→ Problem to solve: Your answer should repeat every line of the records below in which the word "smartphone" appears.

→ Information:
Start of Block

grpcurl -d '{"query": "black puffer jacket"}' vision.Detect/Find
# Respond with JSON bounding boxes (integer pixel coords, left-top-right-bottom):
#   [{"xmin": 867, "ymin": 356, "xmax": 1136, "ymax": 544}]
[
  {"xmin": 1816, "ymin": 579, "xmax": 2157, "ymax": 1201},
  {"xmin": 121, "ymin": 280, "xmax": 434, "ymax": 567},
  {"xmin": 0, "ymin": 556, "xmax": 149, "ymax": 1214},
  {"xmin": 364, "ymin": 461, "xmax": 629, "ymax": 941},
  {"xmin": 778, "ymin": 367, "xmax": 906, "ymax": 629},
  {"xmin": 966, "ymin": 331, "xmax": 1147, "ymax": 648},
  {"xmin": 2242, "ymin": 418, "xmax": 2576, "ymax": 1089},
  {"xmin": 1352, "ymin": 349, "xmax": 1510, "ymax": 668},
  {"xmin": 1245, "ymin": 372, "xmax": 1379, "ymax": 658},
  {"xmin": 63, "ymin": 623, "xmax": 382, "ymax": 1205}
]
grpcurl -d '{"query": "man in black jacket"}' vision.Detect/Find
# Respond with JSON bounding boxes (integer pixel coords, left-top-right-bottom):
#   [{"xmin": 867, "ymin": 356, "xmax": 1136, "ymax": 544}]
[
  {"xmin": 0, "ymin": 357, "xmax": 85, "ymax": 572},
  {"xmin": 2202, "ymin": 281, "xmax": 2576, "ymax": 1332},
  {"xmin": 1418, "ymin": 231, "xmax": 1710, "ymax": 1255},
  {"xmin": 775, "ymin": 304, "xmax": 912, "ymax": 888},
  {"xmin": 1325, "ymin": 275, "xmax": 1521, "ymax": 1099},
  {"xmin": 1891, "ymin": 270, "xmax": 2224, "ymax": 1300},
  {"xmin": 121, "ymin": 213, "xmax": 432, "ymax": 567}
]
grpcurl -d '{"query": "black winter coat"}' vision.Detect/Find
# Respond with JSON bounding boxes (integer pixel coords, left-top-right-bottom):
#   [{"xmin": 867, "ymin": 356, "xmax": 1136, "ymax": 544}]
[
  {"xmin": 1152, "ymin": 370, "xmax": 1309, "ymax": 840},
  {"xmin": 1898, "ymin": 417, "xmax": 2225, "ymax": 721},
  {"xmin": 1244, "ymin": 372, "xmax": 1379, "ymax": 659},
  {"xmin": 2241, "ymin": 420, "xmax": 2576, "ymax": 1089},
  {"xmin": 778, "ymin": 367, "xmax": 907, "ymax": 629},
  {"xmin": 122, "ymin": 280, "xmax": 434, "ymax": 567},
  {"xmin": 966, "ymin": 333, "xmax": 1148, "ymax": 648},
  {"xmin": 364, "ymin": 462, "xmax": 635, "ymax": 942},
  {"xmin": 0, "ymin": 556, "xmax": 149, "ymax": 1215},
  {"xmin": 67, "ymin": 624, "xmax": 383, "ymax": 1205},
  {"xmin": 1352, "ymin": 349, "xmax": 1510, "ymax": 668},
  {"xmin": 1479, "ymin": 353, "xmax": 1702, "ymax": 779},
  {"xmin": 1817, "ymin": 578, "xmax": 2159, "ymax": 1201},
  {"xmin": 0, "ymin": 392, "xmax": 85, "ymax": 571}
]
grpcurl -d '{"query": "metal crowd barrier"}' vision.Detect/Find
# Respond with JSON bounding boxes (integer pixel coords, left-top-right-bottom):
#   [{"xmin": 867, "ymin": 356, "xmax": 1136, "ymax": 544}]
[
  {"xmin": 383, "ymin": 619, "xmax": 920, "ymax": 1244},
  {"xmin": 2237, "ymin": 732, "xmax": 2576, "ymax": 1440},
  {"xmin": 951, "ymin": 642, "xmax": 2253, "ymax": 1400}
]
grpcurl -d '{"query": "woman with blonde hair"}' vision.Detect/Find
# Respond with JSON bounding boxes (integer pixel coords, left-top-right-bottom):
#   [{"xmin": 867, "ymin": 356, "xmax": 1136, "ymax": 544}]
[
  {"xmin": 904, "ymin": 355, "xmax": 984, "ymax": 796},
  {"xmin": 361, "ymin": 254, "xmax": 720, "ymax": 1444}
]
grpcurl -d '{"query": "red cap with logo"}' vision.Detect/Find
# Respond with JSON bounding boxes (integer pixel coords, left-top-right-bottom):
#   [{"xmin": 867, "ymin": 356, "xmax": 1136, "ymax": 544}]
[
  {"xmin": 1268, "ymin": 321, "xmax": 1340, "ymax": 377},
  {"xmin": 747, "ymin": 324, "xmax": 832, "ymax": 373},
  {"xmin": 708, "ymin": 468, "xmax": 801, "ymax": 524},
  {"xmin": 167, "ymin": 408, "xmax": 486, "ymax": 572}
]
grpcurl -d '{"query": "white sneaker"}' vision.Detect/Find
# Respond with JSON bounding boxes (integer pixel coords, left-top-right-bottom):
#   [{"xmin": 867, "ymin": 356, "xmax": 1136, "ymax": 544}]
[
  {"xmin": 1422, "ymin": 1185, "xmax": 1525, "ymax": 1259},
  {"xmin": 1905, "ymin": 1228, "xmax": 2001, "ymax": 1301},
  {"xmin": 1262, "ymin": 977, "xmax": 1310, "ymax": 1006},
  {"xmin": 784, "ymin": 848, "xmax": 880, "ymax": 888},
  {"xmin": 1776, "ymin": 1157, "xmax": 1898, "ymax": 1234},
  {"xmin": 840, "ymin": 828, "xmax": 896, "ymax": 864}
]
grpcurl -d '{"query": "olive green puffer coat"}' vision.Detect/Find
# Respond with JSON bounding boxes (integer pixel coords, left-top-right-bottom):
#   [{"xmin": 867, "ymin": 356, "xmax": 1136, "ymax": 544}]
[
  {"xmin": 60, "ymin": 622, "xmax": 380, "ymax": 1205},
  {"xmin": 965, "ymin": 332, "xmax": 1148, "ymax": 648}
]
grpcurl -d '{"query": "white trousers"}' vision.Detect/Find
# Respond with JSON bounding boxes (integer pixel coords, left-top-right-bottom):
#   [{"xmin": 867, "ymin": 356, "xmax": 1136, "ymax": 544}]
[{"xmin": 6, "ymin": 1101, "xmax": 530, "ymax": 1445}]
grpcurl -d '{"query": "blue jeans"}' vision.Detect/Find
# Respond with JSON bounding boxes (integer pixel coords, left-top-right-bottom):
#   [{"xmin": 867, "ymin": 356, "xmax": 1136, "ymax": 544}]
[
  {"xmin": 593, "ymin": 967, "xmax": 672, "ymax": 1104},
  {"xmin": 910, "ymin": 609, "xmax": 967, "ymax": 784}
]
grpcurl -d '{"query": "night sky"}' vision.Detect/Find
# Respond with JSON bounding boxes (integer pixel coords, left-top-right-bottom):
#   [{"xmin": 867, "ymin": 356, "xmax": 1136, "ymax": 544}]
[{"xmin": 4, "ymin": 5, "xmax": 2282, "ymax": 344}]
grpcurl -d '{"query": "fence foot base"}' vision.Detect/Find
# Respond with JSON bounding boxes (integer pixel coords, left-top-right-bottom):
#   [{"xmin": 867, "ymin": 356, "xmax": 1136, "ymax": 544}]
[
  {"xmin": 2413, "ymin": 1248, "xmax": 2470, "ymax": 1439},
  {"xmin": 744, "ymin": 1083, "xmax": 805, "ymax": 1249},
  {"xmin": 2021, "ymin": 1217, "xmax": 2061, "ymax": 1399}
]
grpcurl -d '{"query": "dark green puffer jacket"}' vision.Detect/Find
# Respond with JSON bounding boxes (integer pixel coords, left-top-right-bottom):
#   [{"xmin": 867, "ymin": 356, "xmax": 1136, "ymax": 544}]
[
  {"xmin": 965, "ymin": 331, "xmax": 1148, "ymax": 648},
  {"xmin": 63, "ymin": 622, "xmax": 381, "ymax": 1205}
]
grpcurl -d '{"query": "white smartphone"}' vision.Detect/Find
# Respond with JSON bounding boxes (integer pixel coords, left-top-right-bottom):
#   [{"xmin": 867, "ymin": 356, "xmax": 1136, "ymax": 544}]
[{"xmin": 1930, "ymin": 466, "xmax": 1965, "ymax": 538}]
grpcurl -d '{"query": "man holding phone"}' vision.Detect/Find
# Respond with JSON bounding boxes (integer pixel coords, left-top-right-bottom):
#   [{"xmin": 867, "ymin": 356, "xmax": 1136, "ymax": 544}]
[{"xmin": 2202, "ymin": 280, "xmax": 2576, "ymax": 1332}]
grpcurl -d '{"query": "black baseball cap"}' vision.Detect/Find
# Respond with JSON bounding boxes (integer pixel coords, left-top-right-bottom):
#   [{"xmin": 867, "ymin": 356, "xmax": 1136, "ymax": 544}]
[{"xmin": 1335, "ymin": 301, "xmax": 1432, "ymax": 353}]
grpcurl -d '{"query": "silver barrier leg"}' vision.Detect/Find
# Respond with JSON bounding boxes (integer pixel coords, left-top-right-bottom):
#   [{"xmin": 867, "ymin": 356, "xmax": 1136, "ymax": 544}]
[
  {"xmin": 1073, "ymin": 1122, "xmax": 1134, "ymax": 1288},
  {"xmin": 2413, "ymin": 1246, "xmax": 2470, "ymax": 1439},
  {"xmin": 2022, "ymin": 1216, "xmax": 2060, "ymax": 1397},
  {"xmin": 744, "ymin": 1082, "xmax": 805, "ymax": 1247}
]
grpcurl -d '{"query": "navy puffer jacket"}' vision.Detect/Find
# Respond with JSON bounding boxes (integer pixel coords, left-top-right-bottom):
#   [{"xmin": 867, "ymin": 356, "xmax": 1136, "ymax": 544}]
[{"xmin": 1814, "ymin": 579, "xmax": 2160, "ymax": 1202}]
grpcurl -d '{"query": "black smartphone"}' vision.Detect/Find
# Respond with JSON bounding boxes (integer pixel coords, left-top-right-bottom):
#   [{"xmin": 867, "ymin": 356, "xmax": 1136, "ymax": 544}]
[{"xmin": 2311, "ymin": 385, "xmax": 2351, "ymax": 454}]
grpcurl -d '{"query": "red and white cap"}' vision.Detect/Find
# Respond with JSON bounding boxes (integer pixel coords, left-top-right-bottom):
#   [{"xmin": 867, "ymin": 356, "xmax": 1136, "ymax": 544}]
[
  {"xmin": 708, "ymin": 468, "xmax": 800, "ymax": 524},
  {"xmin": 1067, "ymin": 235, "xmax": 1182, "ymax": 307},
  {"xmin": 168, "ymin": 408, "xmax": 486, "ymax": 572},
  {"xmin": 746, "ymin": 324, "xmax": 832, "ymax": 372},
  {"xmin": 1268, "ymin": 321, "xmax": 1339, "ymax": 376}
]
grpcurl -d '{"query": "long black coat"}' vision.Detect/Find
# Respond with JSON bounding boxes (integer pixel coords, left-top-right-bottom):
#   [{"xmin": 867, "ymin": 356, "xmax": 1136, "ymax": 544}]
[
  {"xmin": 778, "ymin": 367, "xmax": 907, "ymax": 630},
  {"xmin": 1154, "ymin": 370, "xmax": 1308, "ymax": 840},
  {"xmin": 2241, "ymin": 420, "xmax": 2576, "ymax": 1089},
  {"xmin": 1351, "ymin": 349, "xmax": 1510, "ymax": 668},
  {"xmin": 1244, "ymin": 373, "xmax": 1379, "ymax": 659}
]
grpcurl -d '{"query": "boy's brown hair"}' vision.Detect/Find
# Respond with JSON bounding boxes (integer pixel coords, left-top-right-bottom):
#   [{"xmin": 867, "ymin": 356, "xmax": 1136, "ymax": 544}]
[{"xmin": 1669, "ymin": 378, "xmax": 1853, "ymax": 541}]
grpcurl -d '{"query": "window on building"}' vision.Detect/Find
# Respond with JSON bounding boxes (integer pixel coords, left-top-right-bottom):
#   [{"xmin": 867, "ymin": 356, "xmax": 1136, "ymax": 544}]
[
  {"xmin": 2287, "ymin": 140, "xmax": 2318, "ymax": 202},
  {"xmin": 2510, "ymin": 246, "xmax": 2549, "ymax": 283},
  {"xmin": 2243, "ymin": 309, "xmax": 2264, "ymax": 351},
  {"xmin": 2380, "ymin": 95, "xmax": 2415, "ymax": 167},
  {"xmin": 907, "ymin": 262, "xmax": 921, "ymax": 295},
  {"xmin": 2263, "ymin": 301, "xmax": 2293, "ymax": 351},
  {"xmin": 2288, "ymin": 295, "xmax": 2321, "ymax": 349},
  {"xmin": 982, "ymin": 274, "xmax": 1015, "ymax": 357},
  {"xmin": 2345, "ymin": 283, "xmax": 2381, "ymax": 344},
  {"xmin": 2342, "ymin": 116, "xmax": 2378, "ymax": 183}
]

End of Block

→ Written response:
grpcurl -d '{"query": "white smartphone"}' vision.Detect/Find
grpcurl -d '{"query": "black smartphone"}' vision.Detect/Find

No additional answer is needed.